Repeat exactly the lines of the listing from the line containing "the bus window" through its last line, and nothing beyond them.
>> begin
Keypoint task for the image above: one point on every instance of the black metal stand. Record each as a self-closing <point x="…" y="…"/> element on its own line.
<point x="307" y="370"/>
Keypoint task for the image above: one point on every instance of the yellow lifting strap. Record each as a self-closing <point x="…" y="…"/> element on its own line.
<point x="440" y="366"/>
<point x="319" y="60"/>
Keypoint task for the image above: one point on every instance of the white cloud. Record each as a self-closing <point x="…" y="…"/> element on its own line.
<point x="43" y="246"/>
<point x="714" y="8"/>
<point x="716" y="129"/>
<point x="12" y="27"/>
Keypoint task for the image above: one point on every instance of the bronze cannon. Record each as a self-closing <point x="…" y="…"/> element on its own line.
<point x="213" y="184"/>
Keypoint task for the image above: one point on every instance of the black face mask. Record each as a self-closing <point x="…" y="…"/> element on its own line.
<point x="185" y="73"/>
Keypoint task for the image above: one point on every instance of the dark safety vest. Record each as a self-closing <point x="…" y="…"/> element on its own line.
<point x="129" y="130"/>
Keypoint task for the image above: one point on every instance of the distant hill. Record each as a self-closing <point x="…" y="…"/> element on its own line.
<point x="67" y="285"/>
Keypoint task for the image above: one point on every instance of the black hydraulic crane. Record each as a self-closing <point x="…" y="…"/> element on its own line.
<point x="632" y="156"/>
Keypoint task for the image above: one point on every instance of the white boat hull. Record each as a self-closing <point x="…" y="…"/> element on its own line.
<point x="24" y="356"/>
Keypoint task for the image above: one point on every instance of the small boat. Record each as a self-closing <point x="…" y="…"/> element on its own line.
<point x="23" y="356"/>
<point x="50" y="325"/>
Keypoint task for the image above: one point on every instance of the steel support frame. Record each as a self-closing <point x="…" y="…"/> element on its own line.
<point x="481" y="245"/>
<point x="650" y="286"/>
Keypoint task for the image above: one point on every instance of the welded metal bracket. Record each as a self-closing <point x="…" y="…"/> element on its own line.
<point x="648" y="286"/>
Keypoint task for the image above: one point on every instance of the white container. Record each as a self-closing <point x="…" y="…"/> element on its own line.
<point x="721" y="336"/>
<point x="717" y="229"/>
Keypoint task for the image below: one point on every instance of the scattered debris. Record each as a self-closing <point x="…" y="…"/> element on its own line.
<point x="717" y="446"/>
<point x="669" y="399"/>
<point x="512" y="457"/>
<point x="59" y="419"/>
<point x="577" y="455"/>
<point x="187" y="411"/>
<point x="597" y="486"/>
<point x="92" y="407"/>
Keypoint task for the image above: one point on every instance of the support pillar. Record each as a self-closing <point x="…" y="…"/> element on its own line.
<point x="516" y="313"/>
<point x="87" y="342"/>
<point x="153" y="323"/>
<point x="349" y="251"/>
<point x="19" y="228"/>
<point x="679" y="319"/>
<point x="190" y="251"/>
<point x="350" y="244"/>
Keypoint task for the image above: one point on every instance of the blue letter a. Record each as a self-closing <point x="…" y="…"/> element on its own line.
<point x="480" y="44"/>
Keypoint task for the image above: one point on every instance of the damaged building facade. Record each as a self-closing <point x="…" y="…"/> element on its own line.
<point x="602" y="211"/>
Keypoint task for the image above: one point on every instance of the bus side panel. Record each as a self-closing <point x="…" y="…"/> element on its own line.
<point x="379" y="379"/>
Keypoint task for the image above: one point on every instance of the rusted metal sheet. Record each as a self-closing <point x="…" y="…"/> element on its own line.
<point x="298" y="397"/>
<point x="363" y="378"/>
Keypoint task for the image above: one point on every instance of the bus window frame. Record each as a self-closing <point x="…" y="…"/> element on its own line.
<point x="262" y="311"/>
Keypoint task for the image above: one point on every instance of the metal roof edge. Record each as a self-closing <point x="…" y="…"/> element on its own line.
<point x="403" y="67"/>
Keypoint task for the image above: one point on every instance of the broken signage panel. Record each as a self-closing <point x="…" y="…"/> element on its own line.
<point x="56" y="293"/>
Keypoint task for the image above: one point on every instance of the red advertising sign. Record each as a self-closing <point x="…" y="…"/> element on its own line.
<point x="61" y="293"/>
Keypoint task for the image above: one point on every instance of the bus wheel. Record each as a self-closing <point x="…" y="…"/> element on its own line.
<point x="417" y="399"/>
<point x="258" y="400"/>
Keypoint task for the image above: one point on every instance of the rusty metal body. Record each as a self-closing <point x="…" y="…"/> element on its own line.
>> end
• **RESPONSE TO THIS EXERCISE**:
Keypoint task for the image above: one point on every instance of the bus window frame. Record each as a self-closing <point x="…" y="…"/> element on its own line.
<point x="262" y="311"/>
Keypoint task for the image above: one point on every instance of the metal roof edge. Record each as a self-closing <point x="…" y="…"/> element on its own line.
<point x="403" y="67"/>
Keypoint task for the image above: one point on every instance of the broken signage panel. Record each as a self-closing <point x="…" y="…"/> element on its own line.
<point x="56" y="293"/>
Keypoint task for the image above: one point on every instance of the red advertising sign. Record each as a self-closing <point x="…" y="…"/> element on its own line.
<point x="61" y="293"/>
Keypoint task for the image above: one point on every instance of the bus wheel. Record each as a self-closing <point x="…" y="…"/> element on its own line.
<point x="417" y="399"/>
<point x="258" y="400"/>
Keypoint task for the image above: one point on every instance of the rusty metal body. Record each as a self-closing <point x="…" y="…"/> element on its own line.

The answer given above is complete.